BEGIN INPUT DATA

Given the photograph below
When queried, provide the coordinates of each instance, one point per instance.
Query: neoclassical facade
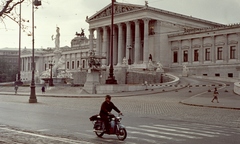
(207, 48)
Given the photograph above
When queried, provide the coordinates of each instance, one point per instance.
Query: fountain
(58, 72)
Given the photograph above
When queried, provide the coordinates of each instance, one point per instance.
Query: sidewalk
(227, 100)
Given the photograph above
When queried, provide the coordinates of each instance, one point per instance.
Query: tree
(7, 9)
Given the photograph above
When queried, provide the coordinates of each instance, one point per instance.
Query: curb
(200, 105)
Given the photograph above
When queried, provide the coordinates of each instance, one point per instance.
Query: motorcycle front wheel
(99, 134)
(122, 134)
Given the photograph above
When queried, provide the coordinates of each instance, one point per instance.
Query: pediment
(119, 8)
(220, 44)
(185, 47)
(233, 42)
(207, 45)
(175, 48)
(196, 46)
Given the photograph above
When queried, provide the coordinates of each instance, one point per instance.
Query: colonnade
(129, 41)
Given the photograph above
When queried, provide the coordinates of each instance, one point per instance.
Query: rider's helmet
(108, 97)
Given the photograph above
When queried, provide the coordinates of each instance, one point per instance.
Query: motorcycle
(115, 126)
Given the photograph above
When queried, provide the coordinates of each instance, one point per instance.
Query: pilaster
(137, 42)
(145, 47)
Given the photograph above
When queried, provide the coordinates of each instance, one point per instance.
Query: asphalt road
(155, 118)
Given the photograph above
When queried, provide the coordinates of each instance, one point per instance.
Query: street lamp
(111, 79)
(50, 82)
(129, 58)
(33, 98)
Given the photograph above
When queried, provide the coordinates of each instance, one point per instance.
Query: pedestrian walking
(16, 88)
(43, 89)
(215, 95)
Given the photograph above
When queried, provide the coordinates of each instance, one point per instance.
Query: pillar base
(32, 100)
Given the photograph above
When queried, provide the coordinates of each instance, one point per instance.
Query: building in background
(207, 48)
(8, 64)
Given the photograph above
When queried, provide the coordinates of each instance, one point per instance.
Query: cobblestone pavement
(159, 106)
(14, 136)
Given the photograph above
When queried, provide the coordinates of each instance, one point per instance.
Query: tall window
(83, 63)
(219, 53)
(196, 53)
(45, 66)
(72, 64)
(233, 52)
(78, 64)
(185, 56)
(175, 57)
(207, 54)
(68, 65)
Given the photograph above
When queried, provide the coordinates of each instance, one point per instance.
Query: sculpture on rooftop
(82, 34)
(57, 38)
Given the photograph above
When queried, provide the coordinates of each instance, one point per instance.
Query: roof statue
(82, 34)
(146, 3)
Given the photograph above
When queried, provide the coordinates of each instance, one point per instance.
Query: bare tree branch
(9, 6)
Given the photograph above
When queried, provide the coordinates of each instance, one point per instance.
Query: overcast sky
(70, 16)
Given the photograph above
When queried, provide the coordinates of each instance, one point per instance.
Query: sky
(70, 15)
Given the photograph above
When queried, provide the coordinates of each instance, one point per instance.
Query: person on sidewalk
(43, 89)
(105, 111)
(215, 95)
(16, 88)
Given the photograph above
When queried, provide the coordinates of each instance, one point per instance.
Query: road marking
(166, 133)
(42, 130)
(191, 131)
(70, 141)
(148, 134)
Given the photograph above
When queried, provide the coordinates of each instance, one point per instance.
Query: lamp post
(50, 82)
(19, 82)
(129, 51)
(33, 98)
(111, 79)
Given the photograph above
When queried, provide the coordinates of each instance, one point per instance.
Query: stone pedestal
(185, 72)
(91, 82)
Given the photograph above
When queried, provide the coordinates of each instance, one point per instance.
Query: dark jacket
(105, 108)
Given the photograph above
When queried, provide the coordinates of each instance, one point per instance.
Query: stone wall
(122, 76)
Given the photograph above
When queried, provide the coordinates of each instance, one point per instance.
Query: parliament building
(207, 48)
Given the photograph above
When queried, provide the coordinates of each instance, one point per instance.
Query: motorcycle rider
(106, 109)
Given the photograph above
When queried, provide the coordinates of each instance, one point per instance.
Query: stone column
(115, 46)
(98, 42)
(158, 40)
(129, 38)
(27, 66)
(238, 47)
(201, 51)
(213, 50)
(225, 49)
(145, 47)
(120, 44)
(180, 53)
(137, 42)
(91, 39)
(104, 50)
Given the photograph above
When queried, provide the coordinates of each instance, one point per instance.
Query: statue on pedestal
(185, 71)
(57, 38)
(159, 67)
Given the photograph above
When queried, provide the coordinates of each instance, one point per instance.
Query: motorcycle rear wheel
(122, 134)
(99, 134)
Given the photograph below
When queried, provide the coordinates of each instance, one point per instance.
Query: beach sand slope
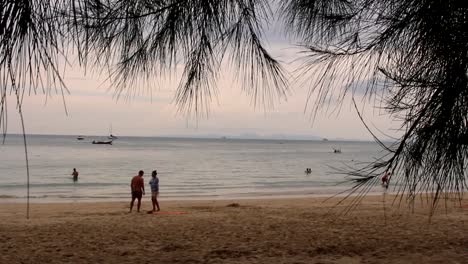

END INPUT DATA

▶ _GOAL OF THE EXERCISE_:
An exact repeat of all the data is required, pictures excluded.

▶ _ANSWER SECTION_:
Given the photograph below
When queried, provide the coordinates of each instance, one point per instance.
Query: neoclassical facade
(207, 48)
Given the photograph above
When queried, provide the coordinates of each instance, one point per instance.
Query: fountain
(58, 72)
Given the photograph above
When queried, provide the coordinates of each instance, one point per instance.
Query: sidewalk
(227, 100)
Given the photograph above
When queried, provide the coordinates of each instance, one point per instance.
Query: tree
(7, 9)
Given the photograph above
When queried, provide the coordinates of each instance, one point per instance.
Query: curb
(200, 105)
Given the photograph above
When queried, provide the coordinates of each instance, one point per instance.
Query: motorcycle front wheel
(99, 134)
(122, 134)
Given the photograph above
When queried, provide the coordinates of each instance, one point per instance.
Query: pediment
(119, 8)
(220, 44)
(185, 47)
(233, 42)
(207, 45)
(175, 48)
(196, 46)
Given the photograph above
When queried, provide the coordinates of each instance, one point per instance.
Query: colonnade
(129, 41)
Given the photograph above
When queried, provide the coordinates of each instance, one point per instance.
Query: rider's helmet
(108, 97)
Given the photograph above
When queried, provide the coordinates of each instance, one point per instance.
Query: motorcycle
(115, 126)
Given the photograph above
When queried, provide the coordinates of each instance, one point per instance.
Query: pilaster
(137, 42)
(145, 47)
Given the photograph above
When queried, provide the coordinates of each instance, one point per instance.
Query: asphalt road
(155, 118)
Given the photograph above
When queried, provide the coordinates of each instance, one point per instance.
Query: street lamp
(111, 79)
(50, 82)
(129, 58)
(33, 98)
Given the photograph above
When queried, provide the coordinates of each instance, one point per instance.
Query: pedestrian walking
(16, 88)
(43, 89)
(215, 95)
Given the photograph above
When queried, provide the coordinates of each instance, one point per instance.
Query: pillar base
(32, 100)
Given the photograph above
When queried, provide the coordinates of each instance, one point per instance.
Query: building in background
(207, 48)
(8, 64)
Given the photograph above
When queried, provide the coordinates of each instance, one point per instance.
Query: cobblestone pavement
(159, 106)
(14, 136)
Given the photograph above
When queried, provide the coordinates of each instance, one point per instance.
Query: tall window
(83, 63)
(219, 53)
(196, 53)
(45, 66)
(72, 64)
(233, 52)
(78, 64)
(185, 56)
(175, 57)
(207, 54)
(68, 65)
Given the photograph above
When queried, provide the coordinates of each instance, one point per instance.
Query: sculpture on rooftop
(82, 34)
(57, 38)
Given the photograph above
When queried, provide the coordinates of each instance, one point per instance.
Query: roof statue
(82, 34)
(146, 3)
Given the photograph above
When queried, provide the coordinates of each instance, one point per instance.
Query: bare tree branch
(9, 6)
Given the photograph above
When queried, provide the coordinates of each instance, one point per instance.
Query: overcast sky
(70, 16)
Given the photograph above
When queried, provide the coordinates of each instance, one point per instance.
Query: sky
(70, 15)
Given the photograph above
When queried, provide the coordinates of each instance, one point per instance.
Query: person on sidewalk
(43, 89)
(105, 111)
(215, 95)
(16, 88)
Given the photograph above
When queried, provide the coordinates of each instance, one point per instance.
Query: road marking
(166, 133)
(42, 130)
(191, 131)
(70, 141)
(148, 134)
Given the photograph above
When queried, provide the coordinates of each instance, one point per instance.
Query: lamp post
(50, 82)
(19, 82)
(129, 51)
(33, 98)
(111, 79)
Given the photograph above
When queried, provide the coordinates of each instance, one point per instance.
Query: stone pedestal
(185, 72)
(91, 82)
Given the photograph above
When queried, provide the coordinates of each instance, one point per instance.
Query: dark jacket
(105, 108)
Given the photograph above
When queried, provide the coordinates of each instance, one point per instance.
Query: stone wall
(122, 76)
Given the photograph above
When queried, provide the coordinates of each instance, one point per instance.
Query: parliament building
(207, 48)
Given the photograph above
When queried, provide the coordinates of each instance, one point per instance.
Query: motorcycle rider
(106, 109)
Given the photograph above
When queried, provide the coordinates of each instance, one point per instance.
Query: stone column
(115, 46)
(98, 42)
(158, 40)
(129, 38)
(27, 66)
(238, 47)
(201, 51)
(213, 50)
(225, 49)
(145, 47)
(120, 44)
(180, 53)
(137, 42)
(91, 39)
(104, 50)
Given the photograph above
When queried, provide the coordinates of each instance, one point per instance.
Query: statue on pedestal
(185, 71)
(57, 38)
(159, 67)
Given the photograph above
When queried, provide the coordinates of each instance, one point per instance.
Query: motorcycle rear wheel
(122, 134)
(99, 134)
Given the photograph below
When queried, provide the coordinates of each instance, one point per instance.
Query: beach sand slope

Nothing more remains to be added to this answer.